◆ DATASET EXCERPTS
◆ ◆ ◆ ◆ ◆
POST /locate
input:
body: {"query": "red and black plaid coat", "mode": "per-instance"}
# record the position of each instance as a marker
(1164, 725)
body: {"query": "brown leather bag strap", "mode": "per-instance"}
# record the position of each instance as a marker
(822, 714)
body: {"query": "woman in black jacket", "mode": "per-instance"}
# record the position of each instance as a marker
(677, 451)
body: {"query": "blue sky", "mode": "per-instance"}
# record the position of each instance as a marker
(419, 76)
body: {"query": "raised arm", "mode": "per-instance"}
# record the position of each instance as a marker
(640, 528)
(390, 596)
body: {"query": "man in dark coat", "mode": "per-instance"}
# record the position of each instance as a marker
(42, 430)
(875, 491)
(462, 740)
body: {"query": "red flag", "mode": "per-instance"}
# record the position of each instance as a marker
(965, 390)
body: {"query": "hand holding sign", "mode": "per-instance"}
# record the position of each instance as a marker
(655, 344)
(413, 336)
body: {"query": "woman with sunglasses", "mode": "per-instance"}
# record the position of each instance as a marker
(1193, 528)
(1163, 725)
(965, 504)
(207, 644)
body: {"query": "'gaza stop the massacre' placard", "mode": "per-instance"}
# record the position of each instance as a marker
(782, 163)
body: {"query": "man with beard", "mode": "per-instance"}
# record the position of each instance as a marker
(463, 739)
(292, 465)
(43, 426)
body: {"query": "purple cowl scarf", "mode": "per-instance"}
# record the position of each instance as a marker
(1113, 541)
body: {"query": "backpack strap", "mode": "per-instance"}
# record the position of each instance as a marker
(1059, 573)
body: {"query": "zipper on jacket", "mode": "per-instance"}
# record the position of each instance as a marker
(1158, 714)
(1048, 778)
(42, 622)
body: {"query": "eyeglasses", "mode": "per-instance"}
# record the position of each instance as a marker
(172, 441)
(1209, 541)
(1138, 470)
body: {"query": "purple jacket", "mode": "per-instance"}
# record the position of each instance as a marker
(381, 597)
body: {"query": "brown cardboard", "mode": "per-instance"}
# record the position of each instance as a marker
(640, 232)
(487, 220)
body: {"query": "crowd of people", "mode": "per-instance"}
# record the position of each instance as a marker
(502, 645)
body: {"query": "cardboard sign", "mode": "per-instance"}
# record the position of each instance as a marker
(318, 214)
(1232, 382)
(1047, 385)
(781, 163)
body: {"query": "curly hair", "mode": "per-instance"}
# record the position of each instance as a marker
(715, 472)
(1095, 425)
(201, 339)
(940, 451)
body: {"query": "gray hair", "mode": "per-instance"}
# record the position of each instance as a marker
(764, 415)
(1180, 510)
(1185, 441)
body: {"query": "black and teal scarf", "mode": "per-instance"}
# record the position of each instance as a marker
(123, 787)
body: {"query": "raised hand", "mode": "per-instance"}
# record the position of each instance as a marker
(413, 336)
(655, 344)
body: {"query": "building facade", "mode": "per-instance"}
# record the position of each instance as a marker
◆ ◆ ◆ ◆ ◆
◆ DESCRIPTION OF THE TASK
Return the entries in full, keeping every line exactly as it is.

◆ THE ANSWER
POST /locate
input:
body: {"query": "red and black plaid coat", "mode": "per-instance"}
# record the position of each instance as a marker
(1164, 725)
body: {"query": "brown leather bag strap", "mode": "per-instance"}
# record the position of each instance as a marker
(822, 714)
body: {"query": "woman in black jacket", "mode": "per-instance"}
# record the position of each instance as a marker
(677, 451)
body: {"query": "blue sky", "mode": "per-instance"}
# record the position of each instance as a marker
(419, 76)
body: {"query": "raised arm", "mode": "per-instance"}
# record the position of each instance as a marker
(640, 528)
(390, 596)
body: {"query": "man in dark coat", "mode": "per-instance"}
# record the position of each instance as a marker
(42, 430)
(875, 491)
(462, 740)
body: {"query": "red flag", "mode": "per-instance"}
# record the position of each instance as a marker
(965, 390)
body: {"query": "hand holding sign", "mode": "per-instance"}
# record the position of each instance as a marker
(655, 344)
(413, 336)
body: {"query": "woman with sunglasses", "mode": "per-instance"}
# record the position of each instance as a marker
(1193, 528)
(1163, 725)
(965, 504)
(207, 644)
body: {"query": "'gaza stop the massacre' placard", "mode": "per-instance"}
# record the position of each instance as a marker
(782, 163)
body: {"query": "man with beard", "mode": "per-instance"}
# record the position of each instance as a marker
(463, 739)
(292, 465)
(43, 426)
body: {"query": "purple cowl scarf", "mode": "per-instance"}
# record the position of each instance as a marker
(1113, 541)
body: {"query": "backpack strap", "mode": "per-instance"}
# record the position of each instance as a marker
(1059, 573)
body: {"query": "zipper on jacket", "mode": "per-instance"}
# record the position of each instance as a marker
(1158, 714)
(1048, 778)
(42, 622)
body: {"query": "eyeglasses", "mode": "per-instance"}
# record the position of each instance as a marker
(172, 441)
(1209, 541)
(1138, 470)
body: {"query": "purple jacket", "mode": "per-instance"}
# record the position of each instance as a marker
(381, 597)
body: {"query": "brown cardboard", "mode": "per-instance"}
# record the position of each instance as a marker
(640, 232)
(487, 220)
body: {"query": "crowd of people", "mode": "per-instance"}
# record the position of each instance as a marker
(502, 645)
body: {"query": "cardboard sign", "mode": "per-instance"}
# record the position of each instance as a marker
(318, 214)
(1232, 382)
(1047, 385)
(781, 163)
body: {"query": "curly hair", "mode": "per-instance"}
# record the position of each instance as a marker
(715, 472)
(1095, 425)
(201, 339)
(940, 451)
body: {"query": "gray hair", "mode": "per-instance"}
# record the position of each instance as a marker
(764, 415)
(1180, 510)
(1185, 441)
body: {"query": "black and teal scarf", "mode": "per-instance"}
# record the position of each instance as a marker
(123, 787)
body: {"query": "raised hand", "mode": "per-instance"}
# record the position of each instance as a marker
(413, 336)
(655, 344)
body: {"query": "building facade", "mode": "per-instance"}
# record the position of each instance as a marker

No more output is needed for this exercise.